Reproduce, word for word, every line starting at the line that contains "For the pointing benchmark, tag the green" and ending with the final line of the entries.
───
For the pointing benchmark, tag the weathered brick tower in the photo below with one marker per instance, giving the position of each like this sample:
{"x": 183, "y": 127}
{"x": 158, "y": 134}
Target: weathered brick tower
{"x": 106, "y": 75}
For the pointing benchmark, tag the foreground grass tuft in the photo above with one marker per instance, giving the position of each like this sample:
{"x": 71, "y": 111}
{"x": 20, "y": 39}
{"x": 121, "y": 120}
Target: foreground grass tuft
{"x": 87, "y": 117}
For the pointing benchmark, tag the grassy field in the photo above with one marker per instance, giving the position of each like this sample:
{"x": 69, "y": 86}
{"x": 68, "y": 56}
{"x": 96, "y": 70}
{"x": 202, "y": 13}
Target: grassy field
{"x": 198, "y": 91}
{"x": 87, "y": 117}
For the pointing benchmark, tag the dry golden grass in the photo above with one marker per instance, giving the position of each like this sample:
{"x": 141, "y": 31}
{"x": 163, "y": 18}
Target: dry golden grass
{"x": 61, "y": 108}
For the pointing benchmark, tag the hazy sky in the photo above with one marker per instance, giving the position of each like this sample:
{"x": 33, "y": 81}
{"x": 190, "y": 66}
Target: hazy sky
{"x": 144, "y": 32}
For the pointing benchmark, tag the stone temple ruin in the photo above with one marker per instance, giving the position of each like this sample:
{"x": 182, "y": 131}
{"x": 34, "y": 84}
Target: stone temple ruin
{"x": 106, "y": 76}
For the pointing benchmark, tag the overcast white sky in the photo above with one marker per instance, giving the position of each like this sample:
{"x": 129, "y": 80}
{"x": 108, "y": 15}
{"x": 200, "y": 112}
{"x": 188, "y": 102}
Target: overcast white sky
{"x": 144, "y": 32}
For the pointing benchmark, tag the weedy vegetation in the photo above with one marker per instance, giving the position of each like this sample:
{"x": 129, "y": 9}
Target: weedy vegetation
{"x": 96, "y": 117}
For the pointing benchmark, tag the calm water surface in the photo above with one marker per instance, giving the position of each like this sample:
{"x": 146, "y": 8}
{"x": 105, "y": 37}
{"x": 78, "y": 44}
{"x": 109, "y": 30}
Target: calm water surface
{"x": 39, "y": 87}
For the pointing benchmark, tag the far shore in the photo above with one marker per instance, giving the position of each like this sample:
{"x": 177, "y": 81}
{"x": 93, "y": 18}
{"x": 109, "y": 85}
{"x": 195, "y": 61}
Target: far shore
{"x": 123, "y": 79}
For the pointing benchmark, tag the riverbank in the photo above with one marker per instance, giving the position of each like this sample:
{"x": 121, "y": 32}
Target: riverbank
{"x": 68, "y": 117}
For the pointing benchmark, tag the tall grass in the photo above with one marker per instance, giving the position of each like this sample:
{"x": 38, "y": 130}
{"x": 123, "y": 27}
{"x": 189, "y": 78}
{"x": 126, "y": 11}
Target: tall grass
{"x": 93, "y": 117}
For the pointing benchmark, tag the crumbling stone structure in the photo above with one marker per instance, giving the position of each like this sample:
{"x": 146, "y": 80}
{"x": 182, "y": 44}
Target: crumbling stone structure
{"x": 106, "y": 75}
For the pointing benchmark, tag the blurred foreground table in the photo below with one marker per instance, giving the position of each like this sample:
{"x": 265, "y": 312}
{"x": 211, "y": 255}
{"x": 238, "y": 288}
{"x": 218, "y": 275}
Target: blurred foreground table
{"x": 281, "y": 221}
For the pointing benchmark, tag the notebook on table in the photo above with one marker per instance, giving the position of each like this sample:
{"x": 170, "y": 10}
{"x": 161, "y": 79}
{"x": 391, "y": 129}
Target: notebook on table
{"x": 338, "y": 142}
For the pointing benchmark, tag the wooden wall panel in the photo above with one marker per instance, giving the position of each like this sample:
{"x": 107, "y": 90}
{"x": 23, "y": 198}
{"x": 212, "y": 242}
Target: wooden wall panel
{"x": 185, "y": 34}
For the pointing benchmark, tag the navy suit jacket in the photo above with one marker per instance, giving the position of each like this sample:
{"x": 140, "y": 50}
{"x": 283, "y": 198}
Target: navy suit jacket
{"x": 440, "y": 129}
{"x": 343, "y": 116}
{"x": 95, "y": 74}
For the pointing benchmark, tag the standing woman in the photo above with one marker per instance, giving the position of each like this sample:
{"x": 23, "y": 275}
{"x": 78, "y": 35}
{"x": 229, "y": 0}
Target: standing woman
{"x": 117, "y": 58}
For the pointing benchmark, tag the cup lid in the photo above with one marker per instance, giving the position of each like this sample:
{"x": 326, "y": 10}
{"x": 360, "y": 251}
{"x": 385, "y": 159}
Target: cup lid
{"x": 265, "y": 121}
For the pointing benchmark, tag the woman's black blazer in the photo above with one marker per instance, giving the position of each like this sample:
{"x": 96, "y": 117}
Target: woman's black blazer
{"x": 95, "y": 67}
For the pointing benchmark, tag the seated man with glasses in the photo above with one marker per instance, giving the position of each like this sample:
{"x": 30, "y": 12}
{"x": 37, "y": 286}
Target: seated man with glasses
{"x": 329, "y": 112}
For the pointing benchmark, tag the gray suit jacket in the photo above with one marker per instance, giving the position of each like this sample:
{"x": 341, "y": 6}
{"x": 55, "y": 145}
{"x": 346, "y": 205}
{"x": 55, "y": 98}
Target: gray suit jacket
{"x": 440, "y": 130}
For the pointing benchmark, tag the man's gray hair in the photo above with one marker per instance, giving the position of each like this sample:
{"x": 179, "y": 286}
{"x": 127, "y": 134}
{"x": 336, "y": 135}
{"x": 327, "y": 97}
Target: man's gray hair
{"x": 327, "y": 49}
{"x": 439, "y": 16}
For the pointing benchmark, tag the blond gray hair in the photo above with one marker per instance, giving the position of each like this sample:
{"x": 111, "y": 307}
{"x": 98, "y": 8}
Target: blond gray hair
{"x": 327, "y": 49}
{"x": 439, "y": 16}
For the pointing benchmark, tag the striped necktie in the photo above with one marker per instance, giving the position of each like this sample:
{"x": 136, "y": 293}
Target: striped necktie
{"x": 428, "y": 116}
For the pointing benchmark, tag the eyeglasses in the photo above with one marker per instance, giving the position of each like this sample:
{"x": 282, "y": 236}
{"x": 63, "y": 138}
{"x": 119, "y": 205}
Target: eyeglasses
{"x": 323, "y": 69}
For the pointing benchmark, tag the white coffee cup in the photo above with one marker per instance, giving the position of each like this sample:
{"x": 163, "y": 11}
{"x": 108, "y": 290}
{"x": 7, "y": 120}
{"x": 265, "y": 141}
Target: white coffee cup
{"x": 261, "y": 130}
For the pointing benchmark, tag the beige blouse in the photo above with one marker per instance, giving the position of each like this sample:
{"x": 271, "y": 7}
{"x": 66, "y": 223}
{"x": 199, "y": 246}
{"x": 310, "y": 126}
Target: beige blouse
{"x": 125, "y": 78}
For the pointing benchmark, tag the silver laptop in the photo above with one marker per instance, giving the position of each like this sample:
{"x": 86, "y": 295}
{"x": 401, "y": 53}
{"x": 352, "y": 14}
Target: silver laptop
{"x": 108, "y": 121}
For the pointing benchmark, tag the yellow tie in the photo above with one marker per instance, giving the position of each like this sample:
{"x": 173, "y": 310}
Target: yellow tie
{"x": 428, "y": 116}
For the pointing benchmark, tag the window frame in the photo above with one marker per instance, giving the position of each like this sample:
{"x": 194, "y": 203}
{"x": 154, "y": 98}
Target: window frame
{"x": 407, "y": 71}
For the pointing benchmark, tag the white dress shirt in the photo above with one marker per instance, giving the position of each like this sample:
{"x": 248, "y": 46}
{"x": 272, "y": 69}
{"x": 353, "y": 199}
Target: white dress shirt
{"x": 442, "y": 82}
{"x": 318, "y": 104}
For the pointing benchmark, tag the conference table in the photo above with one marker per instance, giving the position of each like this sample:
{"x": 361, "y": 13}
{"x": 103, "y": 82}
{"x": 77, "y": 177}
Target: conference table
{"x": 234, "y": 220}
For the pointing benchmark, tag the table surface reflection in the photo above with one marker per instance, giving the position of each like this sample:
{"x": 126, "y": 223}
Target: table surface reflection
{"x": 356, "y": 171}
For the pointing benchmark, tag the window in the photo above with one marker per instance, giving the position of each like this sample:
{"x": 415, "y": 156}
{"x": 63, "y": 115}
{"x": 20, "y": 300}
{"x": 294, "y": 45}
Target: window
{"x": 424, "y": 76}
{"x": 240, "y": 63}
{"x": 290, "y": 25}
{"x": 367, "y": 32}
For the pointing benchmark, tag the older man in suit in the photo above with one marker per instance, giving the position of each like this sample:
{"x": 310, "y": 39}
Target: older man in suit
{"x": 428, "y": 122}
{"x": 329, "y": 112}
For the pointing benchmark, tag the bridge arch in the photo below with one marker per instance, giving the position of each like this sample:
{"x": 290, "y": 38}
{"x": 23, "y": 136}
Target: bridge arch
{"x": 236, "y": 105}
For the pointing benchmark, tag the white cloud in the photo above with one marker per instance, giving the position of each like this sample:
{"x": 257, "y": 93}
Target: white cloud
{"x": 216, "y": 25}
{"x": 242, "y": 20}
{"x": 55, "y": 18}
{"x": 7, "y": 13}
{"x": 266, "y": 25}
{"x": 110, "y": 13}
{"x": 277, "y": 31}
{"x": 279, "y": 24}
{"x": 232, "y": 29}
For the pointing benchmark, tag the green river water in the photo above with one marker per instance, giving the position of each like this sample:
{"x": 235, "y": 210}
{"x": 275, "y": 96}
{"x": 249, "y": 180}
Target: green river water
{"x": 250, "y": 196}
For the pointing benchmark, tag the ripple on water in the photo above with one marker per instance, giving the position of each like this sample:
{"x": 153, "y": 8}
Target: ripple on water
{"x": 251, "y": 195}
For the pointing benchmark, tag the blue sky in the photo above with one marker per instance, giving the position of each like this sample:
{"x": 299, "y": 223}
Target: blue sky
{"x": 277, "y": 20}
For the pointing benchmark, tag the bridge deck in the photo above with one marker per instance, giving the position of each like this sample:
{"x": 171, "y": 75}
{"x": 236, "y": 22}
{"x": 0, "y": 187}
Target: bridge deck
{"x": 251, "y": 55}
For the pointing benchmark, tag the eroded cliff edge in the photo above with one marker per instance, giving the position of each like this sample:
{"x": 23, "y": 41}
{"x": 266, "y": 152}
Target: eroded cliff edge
───
=== WRITTEN ANSWER ===
For the pointing benchmark, tag the green river water in the photo above with one marker per instance, giving the position of each like this sample:
{"x": 235, "y": 210}
{"x": 275, "y": 96}
{"x": 249, "y": 180}
Target: green river water
{"x": 250, "y": 196}
For the pointing benchmark, tag the ripple on water in the photo above with one marker per instance, giving the position of each like this sample:
{"x": 153, "y": 8}
Target: ripple on water
{"x": 251, "y": 195}
For the pointing benchmark, tag the blue sky in the photo above with one marker per instance, giving the position of each like this sample:
{"x": 299, "y": 223}
Target: blue sky
{"x": 277, "y": 20}
For the pointing benchmark, tag the bridge deck in the photo above with one marker per instance, giving the position of each like this sample:
{"x": 171, "y": 75}
{"x": 236, "y": 22}
{"x": 0, "y": 187}
Target: bridge deck
{"x": 251, "y": 55}
For the pointing benchmark, tag the eroded cliff edge in the photo above with one marker per instance, giving the position of each like this sample:
{"x": 23, "y": 41}
{"x": 266, "y": 152}
Target: eroded cliff edge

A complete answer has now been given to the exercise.